PROVIDED TEXT
So, if I’ve made my peace with the idea that I don’t go out, and that’s sort of my level of expectation in life, and I’ve lowered my standard of living and simplified my expenses, and I’ve caught up with all my bills, and I’m on top of my finances that way, and I still can’t live “up” to my now-adjusted-and-simpler standard of living, well… something has to change.
Other people don’t have the same connection to place. I understand this. Some thrive to pick up and go. But I’m a sticker. I love my home. I’ve lived in 5 places in 38 years, with two of them alone compile more than 30 years of my life — my first home and my most recent apartment. I don’t like being in places for a short period of time. I want to know people, haunts, secrets, and more.
But it’s really hard to look around this place — a rainforest with world-class mountains, the Pacific Ocean, culture, great food, rivers, and more — and think “Yeah, I can do better than this.” Leaving doesn’t exactly sound like a step up when looking at everything around me here in Vancouver.
Then I remember it’s all dragging me down ‘cos that awesome comes at a price, a price too high for the payin’, and leaving’s the only thing I can do to break my  downward spiral.
So, it’s a really heavy heart that has made these choices.
But now that the choices have been made, I’m excited about the change. This is gonna rock, you know?
I love “learning by experiencing” in a new place, just like getting to know a lover. Every day it seems there’s some new thing to discover, and that’s just a fantastic way to live.
As a writer, I’ve long since lost my fire within. There’s something missing inside me, and I think being able to get up and see Difference around me every morning might be the thing to fire me up again.
Besides all that, it’s a monumental time in my life, and I’ve known that  as I’ve waded through the deciding of late. It’s the fork in the road — do I choose a city career or do I roll the dice on my writing dreams?
By choosing to get out of Vancouver, I’m telling myself I deserve more, I’m asserting that I won’t settle for less. I’m putting a value on my time, what I’m willing to waste on a commute, versus giving back to myself via writing and other passion-based endeavours.
I’m proving that I’m meant to live a slower life. I’m living up to my ethics and finally making the switch to a lifestyle where I can mostly walk and cycle, and stop leaving a big-ass carbon footprint.
I get to continue being surrounded by arts, culture, and open-minded people. I’m affirming that a life spent pursuing greater creativity, and living closer to people who inspire it within me, is something that’s critical to my nature.
I know, down deep, that acting on all those values in this way is something that will resonate and ripple for me, and for a long time to come.
I’m being forced to move by today’s economies, but that doesn’t make me a victim. It makes me someone with my eyes wide open, who’s choosing to turn it into a opportunity for positive change.

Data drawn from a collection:
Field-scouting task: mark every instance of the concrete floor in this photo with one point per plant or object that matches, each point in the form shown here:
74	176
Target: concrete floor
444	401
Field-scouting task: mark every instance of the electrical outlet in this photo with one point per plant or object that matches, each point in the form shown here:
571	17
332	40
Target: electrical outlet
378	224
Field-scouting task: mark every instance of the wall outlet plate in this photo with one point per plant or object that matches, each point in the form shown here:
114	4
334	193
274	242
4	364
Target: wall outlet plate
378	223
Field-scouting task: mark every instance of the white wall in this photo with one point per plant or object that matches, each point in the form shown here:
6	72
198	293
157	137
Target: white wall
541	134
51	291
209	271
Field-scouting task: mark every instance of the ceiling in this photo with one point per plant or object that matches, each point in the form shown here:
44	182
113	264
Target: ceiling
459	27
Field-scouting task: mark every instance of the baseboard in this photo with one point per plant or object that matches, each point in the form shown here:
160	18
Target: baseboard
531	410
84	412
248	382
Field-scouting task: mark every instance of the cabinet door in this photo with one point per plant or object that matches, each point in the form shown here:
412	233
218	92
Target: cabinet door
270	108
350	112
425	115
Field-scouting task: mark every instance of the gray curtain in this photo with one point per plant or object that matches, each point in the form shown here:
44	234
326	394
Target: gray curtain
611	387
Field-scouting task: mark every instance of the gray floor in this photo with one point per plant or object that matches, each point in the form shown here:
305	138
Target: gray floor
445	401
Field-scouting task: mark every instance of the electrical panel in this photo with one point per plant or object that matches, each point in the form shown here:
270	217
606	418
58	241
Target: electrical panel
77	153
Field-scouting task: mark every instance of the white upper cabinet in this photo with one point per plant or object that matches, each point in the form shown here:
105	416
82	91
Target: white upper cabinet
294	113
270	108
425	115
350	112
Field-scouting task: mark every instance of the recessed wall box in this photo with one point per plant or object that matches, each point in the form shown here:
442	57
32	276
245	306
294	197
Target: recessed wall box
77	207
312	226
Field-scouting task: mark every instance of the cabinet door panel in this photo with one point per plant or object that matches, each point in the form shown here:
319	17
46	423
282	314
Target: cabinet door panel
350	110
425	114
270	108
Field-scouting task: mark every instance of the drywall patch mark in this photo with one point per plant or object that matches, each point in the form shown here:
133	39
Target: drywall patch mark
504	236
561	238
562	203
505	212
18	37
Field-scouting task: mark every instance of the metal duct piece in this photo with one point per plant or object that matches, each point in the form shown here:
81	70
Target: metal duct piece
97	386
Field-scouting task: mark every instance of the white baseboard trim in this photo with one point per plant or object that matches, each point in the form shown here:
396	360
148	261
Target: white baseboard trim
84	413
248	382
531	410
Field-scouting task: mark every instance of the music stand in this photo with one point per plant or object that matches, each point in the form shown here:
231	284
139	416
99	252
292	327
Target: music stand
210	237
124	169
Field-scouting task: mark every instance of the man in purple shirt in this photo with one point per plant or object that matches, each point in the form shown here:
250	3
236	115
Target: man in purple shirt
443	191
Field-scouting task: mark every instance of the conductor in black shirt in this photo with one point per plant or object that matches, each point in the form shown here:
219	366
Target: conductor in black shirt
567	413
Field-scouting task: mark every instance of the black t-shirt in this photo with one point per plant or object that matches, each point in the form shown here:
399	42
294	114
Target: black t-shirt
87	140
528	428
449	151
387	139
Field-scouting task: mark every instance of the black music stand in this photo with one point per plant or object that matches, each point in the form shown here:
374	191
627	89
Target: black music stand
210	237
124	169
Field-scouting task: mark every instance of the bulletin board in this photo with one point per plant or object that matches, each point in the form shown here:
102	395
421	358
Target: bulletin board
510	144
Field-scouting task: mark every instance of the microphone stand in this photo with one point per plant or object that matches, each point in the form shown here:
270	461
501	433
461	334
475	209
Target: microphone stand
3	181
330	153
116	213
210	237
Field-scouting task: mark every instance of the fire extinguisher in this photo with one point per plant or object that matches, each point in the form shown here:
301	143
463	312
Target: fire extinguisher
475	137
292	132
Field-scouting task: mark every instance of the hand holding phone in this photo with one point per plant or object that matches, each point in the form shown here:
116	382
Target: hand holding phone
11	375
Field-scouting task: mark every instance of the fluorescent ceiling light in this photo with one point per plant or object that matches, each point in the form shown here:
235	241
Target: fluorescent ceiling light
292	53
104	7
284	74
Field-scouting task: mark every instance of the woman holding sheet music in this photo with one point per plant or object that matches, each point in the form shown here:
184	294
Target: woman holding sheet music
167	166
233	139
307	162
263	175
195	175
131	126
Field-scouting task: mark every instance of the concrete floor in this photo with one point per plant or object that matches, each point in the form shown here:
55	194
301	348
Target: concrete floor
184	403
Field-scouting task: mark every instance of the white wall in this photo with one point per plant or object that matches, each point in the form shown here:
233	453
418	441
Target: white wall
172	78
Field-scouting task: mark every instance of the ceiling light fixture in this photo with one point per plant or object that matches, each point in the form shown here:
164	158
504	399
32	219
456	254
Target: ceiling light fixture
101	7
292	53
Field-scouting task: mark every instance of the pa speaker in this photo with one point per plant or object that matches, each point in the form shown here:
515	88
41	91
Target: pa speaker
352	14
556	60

PROBLEMS TO SOLVE
• A. Reproduce the passage of the essay about leaving Vancouver from "I’m proving that" to "to my nature.".
• B. List every feature of Vancouver that the essay about leaving Vancouver names in the sentence beginning "But it's really hard to look around this place".
The rows are not needed for this work.

ANSWERS BY TASK
• A.
I’m proving that I’m meant to live a slower life. I’m living up to my ethics and finally making the switch to a lifestyle where I can mostly walk and cycle, and stop leaving a big-ass carbon footprint.
I get to continue being surrounded by arts, culture, and open-minded people. I’m affirming that a life spent pursuing greater creativity, and living closer to people who inspire it within me, is something that’s critical to my nature.

• B.
- a rainforest
- world-class mountains
- the Pacific Ocean
- culture
- great food
- rivers